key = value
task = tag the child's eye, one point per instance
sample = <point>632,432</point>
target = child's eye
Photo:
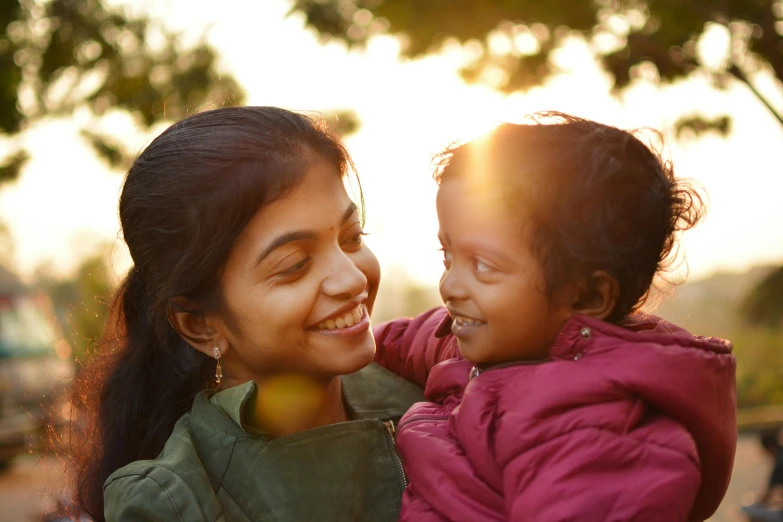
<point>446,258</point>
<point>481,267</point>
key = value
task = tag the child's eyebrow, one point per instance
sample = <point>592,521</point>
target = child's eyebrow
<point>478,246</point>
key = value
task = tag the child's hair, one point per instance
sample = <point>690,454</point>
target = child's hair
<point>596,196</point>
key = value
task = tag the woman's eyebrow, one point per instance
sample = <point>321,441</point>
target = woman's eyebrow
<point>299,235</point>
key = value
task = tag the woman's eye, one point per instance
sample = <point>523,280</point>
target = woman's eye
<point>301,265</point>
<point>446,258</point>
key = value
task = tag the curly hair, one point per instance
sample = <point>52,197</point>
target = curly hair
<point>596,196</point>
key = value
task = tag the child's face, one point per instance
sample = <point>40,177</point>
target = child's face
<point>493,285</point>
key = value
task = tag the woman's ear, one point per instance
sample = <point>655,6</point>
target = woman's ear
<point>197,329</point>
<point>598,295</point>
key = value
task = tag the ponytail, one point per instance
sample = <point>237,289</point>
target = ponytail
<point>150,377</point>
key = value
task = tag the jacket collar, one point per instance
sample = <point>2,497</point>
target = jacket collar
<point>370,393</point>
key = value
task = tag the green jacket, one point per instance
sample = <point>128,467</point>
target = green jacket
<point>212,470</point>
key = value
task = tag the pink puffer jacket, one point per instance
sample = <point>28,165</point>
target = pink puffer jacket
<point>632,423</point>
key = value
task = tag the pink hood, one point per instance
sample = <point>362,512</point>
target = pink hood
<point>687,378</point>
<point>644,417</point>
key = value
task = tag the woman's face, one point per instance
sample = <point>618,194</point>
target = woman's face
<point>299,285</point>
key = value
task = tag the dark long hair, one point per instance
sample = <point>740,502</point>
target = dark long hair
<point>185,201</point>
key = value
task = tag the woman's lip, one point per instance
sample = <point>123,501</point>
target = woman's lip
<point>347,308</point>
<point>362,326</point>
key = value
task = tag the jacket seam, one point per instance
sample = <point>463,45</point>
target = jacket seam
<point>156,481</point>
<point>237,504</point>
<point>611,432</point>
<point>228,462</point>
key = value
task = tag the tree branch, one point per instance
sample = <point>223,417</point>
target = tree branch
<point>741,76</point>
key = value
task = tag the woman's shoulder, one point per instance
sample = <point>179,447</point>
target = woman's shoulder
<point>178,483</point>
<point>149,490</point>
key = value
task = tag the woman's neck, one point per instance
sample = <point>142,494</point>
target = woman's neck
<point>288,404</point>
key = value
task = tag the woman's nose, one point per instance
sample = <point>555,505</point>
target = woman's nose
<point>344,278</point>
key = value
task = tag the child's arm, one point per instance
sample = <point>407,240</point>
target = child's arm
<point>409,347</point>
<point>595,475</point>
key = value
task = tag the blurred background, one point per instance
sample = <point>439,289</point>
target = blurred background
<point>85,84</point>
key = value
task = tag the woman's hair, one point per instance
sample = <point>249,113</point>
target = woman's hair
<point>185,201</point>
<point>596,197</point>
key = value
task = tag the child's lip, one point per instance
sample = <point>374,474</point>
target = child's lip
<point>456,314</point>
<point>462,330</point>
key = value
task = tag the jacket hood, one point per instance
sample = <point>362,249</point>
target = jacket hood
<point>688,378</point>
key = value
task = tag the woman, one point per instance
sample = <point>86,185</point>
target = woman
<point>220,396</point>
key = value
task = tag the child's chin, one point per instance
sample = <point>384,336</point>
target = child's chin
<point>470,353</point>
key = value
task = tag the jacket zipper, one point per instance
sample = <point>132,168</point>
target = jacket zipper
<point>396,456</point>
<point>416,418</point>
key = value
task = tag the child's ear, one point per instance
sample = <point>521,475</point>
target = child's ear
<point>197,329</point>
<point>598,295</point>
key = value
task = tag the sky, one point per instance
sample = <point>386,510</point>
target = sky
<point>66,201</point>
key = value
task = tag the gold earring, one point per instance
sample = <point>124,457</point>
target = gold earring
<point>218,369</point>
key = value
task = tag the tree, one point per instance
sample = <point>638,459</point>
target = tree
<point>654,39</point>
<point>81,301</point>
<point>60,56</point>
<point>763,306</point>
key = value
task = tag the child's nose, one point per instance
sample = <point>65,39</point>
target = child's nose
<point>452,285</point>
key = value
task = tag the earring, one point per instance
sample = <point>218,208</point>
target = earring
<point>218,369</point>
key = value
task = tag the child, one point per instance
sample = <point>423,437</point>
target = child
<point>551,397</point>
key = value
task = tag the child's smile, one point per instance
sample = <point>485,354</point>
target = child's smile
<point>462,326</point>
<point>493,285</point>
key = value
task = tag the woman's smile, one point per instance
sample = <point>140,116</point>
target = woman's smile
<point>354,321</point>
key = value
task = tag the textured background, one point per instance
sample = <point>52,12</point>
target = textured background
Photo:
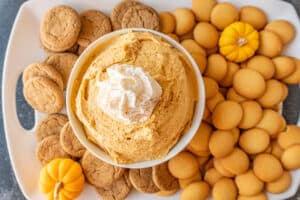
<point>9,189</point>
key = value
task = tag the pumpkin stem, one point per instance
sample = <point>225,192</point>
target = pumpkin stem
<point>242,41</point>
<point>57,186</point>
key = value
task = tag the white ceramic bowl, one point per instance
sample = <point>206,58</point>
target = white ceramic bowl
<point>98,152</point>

· · · ·

§ WHAT THE EXERCISE ASKS
Which lines contain "textured"? Copy each of them from the listing.

§ RESULT OF THE TASK
task = tag the textured background, one point per instance
target = textured background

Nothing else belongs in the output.